== 読解文

それによりバター本来の美味しさを損なうことなく本発明の油中水型乳化油脂組成物を製造することができる。
また、(C)米油由来ガム質は、特有の風味を有し、バターと米油由来ガム質を同時に加熱することで、バターの風味をより強く感じることができるため、本発明の油中水型乳化油脂組成物を菓子やパンの生地に練りこんで使用した際にバター風味に優れた菓子、パンを得ることができる。
【0016】
(C)米油由来ガム質は、(A)食用油脂100質量部に対して、0.01~3.0質量部を含有することが好ましく、特に好ましくは0.1~1.0質量部である。0.01質量部以上であれば、バター加熱時の乳タンパク凝集を抑制する効果が得られ、菓子やパンに使用した際のバター風味向上効果が得られる。3.0質量部以下の場合、米油由来ガム質特有の風味が強くなりすぎず、菓子やパンに使用した際バター風味を際立たせることができる。
【0017】
油中水型乳化油脂組成物製造時の殺菌工程によるバター中の乳タンパク質の変性を防ぎつつ、米油由来ガム質の風味が強くなりすぎないという観点から、(B)バター/(C)米油由来ガム質の質量比が(10~600)/1が好ましく、さらに好ましくは(20~100)/1がさらに好ましい。
【0018】
(その他成分)
本発明の油中水型乳化油脂組成物は、水を含有し、油中水型乳化物の形態である。水の含有量は、特に制限されないが、例えば、1~50質量%である。下限値としては、好ましくは5質量%以上、より好ましくは7質量%以上である。上限値としては、好ましくは30質量%以下、より好ましくは20質量%以下である。

====
== データ一覧

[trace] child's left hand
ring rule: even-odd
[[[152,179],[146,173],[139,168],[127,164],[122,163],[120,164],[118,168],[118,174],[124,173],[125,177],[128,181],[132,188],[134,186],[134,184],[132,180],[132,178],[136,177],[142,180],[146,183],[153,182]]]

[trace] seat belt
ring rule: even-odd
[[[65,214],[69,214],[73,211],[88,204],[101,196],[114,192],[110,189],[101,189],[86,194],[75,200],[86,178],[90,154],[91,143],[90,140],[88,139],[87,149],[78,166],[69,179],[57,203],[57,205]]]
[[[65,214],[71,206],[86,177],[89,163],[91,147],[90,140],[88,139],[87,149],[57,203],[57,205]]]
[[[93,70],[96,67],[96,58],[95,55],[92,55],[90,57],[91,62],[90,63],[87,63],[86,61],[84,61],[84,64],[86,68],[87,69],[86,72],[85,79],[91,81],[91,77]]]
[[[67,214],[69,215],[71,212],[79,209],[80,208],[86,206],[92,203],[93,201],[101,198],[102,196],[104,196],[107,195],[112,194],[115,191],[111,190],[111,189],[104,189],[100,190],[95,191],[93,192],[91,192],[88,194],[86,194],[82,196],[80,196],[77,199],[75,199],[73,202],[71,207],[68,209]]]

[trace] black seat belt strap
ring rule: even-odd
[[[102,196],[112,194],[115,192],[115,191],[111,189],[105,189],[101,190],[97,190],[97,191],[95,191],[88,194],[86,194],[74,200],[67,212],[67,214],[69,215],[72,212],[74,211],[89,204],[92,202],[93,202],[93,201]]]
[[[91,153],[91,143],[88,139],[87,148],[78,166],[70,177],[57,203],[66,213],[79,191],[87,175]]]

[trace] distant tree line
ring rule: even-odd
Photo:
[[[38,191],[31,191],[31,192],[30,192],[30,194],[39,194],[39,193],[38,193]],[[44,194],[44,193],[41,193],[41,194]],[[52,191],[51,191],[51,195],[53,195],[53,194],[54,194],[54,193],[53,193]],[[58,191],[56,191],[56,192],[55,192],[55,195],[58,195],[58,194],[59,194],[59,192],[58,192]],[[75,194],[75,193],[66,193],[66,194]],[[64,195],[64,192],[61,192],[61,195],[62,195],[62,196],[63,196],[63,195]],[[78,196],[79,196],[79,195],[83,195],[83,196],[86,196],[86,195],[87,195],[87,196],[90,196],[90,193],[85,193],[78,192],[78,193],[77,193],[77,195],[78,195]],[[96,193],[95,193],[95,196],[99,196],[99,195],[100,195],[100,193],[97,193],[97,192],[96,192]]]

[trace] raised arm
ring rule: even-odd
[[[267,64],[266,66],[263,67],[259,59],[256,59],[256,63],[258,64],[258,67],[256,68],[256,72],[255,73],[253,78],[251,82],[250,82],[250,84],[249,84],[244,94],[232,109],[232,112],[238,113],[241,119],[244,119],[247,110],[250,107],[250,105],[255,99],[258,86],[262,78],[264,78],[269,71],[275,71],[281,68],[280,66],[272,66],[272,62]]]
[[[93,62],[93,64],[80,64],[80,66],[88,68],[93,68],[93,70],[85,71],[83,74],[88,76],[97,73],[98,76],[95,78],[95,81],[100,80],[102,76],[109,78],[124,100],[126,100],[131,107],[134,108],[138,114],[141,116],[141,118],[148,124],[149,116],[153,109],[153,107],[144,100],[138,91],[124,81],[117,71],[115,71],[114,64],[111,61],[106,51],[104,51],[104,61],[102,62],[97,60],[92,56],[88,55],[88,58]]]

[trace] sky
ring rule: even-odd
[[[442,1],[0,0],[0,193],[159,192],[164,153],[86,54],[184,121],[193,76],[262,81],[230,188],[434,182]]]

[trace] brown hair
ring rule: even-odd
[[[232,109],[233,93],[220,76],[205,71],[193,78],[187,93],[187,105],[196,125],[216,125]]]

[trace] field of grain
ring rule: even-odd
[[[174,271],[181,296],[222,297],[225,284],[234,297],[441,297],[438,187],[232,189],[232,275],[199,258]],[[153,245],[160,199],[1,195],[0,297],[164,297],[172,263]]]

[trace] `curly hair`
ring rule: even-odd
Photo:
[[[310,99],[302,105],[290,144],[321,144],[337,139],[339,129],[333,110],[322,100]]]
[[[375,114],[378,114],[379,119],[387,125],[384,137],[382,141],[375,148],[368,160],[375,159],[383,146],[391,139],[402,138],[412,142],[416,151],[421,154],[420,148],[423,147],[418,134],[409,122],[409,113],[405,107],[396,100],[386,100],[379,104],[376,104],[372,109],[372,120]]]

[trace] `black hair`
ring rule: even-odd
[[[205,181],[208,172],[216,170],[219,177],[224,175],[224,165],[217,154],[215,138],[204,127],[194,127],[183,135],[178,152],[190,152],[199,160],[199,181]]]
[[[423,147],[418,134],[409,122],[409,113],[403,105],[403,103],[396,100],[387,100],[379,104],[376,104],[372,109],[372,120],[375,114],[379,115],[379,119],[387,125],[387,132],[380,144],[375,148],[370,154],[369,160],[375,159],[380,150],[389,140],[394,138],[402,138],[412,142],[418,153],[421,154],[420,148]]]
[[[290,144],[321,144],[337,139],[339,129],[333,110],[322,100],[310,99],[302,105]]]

====

- **実施事項**
A - 油中水型乳化油脂組成物に関する文章で、(C)米油由来ガム質の含有量として特に好ましい範囲は、(A)食用油脂100質量部に対して何質量部とされていますか。
B - 油中水型乳化油脂組成物に関する文章の続きを、最後の文の後から書き継いでください。

- **各回答**
A - 0.1~1.0質量部です。

B -
【0019】
本発明における油中水型乳化油脂組成物には、通常のマーガリンに使用する乳タンパク、乳化剤、加工澱粉、保存料、pH調整剤、色素、香料および酵素等を適宜使用してもよい。
【0020】
〔油中水型乳化油脂組成物の製造方法〕
本発明における油中水型乳化油脂組成物は、通常のマーガリンの製造方法を用いることができ、特に米油由来ガム質は油脂に溶解分散させればよい。例えば、以下の製法が挙げられる。
食用油脂、バター、米油由来ガム質および油溶成分を融点温度以上の温度(45~80℃)まで加熱し、均一溶解させる。次に、40~70℃に加温した温水を加え攪拌乳化し、65~80℃で5~20分間加熱殺菌を行う。その後、30℃以下まで冷却することにより、目的の油中水型乳化油脂組成物を得る。上記製造において、高温状態にある均一混合物を冷却する際には、均一混合物を入れている容器自身を外部から冷却してもよいが、一般的にマーガリン製造に用いられるチラー、ボテーター、コンビネーター等を用いて急冷するほうが性能上好ましい。
【0021】
〔穀粉生地〕
本発明の穀粉生地は、穀粉と、上記油中水型乳化油脂組成物を含有することを特徴とするものである。穀粉としては、例えば、小麦粉、米粉、大麦粉、ライ麦粉等が挙げられる。その他、菓子やパンに使用する原料を使用することができる。本発明の穀粉生地は、バター風味を強化することができ、菓子やパンに好適に利用することができる。
【0022】
〔焼成物〕
本発明の焼成物は、菓子又はパンであり、上記の穀粉生地を焼成してなるものである。
菓子としては、例えば、パウンドケーキ、フィナンシェ、マドレーヌ、バウムクーヘン、バターケーキ、フルーツケーキ、ワッフル、焼きドーナツ、マフィンなどのバターケーキ類、ビスケット、クッキー、サブレー、スコーンなどのソフトビスケット類などが挙げられる。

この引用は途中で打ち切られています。